Page excerpt
Several outraged cigarette makers have threatened lawsuits but Philip Morris is the first of those companies to file claim for compensation, which could run to billions.

The tobacco company says the treaty protects companies’ property, including intellectual property such as trademarks. The plain packaging proposal severely diminishes the value of the company’s trademark, Philip Morris spokeswoman Anne Edwards told The Associated Press.

"Our brands are really one of the absolute key valuable assets that we have as a company — it’s what helps us compete, it’s what enables us to distinguish our products,’’ Edwards said. "This move ... would essentially amount to confiscation of our brand in Australia."

Jane Kelsey, of the University of Auckland Law School, said the move to sue the Australian government as it tried to protect the health of its citizens was exactly what opponents had been warning could happen if US firms were given powers to sue the New Zealand Government under the Trans-Pacific Partnership (TPP).

Data provided
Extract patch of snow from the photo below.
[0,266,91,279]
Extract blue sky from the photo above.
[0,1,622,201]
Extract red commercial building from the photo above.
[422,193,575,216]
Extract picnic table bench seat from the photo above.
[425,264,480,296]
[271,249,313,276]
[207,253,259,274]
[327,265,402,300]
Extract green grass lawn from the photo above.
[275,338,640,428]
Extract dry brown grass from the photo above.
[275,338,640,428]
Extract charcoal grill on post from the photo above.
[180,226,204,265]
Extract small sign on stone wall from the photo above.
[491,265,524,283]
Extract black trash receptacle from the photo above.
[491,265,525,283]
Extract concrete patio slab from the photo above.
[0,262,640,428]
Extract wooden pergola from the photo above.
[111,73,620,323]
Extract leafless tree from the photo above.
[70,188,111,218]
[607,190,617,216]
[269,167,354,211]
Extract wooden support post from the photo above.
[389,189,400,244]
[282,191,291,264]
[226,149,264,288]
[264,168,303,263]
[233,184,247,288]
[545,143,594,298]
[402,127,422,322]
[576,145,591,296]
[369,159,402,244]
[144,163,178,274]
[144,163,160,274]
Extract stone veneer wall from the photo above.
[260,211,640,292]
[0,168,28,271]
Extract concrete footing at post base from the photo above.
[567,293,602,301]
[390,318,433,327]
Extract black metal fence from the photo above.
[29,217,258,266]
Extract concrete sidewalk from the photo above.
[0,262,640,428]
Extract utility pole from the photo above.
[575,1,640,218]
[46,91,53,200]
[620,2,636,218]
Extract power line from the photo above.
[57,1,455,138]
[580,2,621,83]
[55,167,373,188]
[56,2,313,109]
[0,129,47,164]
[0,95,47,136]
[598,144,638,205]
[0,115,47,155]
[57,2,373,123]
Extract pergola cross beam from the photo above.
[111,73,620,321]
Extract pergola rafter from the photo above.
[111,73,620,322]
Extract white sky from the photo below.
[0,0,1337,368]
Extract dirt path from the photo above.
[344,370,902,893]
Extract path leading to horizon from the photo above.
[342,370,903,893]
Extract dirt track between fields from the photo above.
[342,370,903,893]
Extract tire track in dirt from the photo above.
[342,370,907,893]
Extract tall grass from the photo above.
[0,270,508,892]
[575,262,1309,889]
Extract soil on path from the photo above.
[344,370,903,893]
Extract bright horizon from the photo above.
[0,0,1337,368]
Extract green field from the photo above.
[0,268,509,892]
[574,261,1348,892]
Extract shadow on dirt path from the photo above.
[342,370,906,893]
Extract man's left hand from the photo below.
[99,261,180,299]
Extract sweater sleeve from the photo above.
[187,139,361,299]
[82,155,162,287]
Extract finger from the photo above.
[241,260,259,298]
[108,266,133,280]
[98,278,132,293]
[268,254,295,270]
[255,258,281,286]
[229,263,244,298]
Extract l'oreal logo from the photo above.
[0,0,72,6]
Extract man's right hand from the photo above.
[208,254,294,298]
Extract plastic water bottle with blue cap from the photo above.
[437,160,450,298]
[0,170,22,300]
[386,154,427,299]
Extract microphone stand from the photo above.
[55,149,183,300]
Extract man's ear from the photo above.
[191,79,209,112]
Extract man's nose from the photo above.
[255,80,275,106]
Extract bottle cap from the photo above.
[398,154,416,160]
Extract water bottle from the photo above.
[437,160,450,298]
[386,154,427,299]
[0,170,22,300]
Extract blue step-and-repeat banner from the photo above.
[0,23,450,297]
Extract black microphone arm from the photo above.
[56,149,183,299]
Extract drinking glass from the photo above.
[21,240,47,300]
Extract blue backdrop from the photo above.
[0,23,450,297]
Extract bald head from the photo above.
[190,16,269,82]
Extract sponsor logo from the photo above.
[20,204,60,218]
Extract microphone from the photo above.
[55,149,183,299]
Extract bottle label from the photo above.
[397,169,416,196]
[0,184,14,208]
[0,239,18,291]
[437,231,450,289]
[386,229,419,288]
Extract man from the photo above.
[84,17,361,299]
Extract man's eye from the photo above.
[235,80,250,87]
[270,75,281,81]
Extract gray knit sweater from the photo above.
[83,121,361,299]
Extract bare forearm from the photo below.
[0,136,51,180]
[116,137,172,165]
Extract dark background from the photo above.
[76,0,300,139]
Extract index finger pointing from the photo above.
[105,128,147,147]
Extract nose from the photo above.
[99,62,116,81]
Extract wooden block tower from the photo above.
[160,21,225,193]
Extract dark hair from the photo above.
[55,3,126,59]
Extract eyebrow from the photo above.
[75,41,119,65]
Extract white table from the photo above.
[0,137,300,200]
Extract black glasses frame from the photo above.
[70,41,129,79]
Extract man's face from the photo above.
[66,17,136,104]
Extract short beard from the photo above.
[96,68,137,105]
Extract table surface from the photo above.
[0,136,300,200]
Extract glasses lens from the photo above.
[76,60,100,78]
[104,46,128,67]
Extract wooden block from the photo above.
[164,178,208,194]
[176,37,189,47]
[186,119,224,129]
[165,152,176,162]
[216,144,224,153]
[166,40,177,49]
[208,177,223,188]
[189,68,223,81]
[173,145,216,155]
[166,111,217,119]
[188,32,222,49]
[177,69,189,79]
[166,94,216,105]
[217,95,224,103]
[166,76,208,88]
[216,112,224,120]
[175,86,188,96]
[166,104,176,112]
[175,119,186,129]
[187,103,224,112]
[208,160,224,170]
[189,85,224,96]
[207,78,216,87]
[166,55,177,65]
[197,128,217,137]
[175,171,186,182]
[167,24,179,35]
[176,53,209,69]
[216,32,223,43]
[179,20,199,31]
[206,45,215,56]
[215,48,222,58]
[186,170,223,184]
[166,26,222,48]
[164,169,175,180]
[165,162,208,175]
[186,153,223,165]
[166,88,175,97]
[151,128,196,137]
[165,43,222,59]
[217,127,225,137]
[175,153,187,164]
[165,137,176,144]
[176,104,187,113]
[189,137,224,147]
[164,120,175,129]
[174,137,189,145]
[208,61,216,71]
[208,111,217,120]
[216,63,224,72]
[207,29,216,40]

Stated goal
Reproduce the passage from the Philip Morris lawsuit excerpt, starting at "Several outraged cigarette" and ending at "run to billions.". The records have no connection to the text.

Task result
Several outraged cigarette makers have threatened lawsuits but Philip Morris is the first of those companies to file claim for compensation, which could run to billions.